TASK OBJECTIVE: Find every line in the records that contains the string "outstretched" and copy each of those lines. Case counts.

INPUT:
*****

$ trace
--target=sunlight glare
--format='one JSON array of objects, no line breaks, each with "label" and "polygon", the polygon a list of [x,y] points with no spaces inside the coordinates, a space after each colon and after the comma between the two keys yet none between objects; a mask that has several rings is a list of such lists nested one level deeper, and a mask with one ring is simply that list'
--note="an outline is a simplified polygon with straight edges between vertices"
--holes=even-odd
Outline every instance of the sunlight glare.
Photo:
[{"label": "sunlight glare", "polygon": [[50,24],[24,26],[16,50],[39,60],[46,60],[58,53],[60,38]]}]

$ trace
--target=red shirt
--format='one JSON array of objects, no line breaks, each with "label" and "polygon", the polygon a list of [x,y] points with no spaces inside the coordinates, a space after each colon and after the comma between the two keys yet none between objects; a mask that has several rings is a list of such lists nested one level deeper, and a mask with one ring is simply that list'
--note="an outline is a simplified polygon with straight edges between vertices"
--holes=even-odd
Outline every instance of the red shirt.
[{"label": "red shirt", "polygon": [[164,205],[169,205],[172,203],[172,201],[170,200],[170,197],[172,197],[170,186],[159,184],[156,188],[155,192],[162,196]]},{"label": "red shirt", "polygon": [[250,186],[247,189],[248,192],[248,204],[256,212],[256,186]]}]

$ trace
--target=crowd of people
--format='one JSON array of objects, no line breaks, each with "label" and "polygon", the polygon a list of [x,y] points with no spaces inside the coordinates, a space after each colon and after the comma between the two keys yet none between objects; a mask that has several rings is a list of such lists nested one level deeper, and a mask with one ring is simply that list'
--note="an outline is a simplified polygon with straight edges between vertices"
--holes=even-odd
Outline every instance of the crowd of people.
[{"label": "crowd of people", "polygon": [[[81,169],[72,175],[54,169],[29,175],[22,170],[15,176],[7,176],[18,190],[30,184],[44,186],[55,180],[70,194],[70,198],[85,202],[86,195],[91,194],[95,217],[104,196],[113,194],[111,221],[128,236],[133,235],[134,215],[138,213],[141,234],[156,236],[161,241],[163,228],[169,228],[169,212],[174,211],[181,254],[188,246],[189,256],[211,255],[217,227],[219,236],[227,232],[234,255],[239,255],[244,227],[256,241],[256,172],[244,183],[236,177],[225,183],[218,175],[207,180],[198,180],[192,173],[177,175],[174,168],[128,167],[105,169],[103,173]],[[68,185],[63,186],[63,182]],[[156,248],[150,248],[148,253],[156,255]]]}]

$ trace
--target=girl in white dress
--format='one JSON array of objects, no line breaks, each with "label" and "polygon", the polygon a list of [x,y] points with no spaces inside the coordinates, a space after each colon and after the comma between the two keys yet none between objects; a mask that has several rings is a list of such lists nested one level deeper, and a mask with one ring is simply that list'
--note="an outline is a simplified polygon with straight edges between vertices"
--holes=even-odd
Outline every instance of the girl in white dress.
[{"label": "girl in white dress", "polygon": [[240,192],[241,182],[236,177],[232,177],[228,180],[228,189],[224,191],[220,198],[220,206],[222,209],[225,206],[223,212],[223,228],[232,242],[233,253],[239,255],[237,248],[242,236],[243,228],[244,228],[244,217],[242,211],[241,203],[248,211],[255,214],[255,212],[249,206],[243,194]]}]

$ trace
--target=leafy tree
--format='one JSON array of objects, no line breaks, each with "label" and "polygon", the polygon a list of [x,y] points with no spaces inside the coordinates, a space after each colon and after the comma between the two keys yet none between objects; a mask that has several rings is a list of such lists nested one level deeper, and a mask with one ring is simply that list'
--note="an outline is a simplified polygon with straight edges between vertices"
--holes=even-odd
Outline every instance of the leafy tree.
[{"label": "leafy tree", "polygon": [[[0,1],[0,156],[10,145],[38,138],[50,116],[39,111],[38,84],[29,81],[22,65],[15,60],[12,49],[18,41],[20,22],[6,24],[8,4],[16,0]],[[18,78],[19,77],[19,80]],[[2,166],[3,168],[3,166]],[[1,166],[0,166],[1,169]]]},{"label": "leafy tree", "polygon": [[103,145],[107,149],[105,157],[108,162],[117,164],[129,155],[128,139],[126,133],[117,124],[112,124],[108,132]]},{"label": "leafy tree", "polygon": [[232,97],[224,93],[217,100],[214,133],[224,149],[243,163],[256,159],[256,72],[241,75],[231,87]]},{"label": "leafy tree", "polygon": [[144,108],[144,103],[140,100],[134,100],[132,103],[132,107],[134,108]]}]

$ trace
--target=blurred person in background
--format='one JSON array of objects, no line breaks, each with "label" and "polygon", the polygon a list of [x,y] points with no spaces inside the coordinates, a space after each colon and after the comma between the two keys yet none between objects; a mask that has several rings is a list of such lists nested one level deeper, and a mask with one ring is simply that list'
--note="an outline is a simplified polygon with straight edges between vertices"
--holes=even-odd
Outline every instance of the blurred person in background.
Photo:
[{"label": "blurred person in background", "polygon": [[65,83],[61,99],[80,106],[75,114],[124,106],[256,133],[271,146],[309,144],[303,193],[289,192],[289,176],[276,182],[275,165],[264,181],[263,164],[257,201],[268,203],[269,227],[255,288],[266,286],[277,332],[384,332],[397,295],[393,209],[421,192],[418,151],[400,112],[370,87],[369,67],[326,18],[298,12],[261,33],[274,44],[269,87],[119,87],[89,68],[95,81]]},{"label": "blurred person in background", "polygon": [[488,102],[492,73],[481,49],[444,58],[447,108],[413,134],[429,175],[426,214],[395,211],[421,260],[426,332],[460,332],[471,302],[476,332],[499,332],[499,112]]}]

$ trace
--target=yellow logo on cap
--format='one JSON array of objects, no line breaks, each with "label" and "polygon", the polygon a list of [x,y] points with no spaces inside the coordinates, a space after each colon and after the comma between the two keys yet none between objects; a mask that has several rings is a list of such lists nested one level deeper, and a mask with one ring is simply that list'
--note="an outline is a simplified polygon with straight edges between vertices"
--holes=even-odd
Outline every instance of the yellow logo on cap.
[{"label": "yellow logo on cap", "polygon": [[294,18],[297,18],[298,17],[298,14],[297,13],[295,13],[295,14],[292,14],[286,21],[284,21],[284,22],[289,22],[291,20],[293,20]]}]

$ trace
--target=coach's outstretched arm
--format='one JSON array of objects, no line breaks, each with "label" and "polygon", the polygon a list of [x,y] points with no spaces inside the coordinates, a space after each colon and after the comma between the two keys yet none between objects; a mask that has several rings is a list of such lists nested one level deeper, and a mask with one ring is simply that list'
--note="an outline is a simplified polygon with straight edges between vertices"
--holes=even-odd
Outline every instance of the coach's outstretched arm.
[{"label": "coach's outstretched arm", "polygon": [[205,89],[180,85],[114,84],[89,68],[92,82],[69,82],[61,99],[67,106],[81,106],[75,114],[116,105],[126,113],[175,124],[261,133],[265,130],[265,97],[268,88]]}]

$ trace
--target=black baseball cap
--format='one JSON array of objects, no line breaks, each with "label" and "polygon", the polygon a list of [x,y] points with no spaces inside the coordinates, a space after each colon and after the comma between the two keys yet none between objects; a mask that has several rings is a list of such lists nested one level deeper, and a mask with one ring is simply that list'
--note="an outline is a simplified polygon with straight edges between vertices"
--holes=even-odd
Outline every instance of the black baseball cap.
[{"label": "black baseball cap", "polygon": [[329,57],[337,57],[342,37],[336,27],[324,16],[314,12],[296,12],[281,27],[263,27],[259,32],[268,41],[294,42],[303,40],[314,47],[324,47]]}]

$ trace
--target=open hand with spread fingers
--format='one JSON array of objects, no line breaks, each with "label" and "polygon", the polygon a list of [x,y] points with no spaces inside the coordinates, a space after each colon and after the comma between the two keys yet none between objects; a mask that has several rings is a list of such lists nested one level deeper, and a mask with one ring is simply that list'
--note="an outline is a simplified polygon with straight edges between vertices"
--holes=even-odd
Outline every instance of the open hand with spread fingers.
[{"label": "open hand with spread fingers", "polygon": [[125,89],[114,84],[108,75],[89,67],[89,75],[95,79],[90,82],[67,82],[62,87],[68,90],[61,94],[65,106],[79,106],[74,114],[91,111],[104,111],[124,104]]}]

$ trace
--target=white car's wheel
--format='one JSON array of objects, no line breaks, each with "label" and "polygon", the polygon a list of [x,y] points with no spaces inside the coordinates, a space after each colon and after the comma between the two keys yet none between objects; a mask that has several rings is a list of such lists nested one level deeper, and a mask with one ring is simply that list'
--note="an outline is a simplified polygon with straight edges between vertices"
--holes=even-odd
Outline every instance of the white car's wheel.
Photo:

*****

CORRECT ANSWER:
--target=coach's outstretched arm
Outline every instance of the coach's outstretched arm.
[{"label": "coach's outstretched arm", "polygon": [[205,89],[180,85],[114,84],[89,68],[92,82],[69,82],[61,99],[67,106],[81,106],[75,114],[116,105],[126,113],[175,124],[261,133],[265,130],[265,97],[268,88]]}]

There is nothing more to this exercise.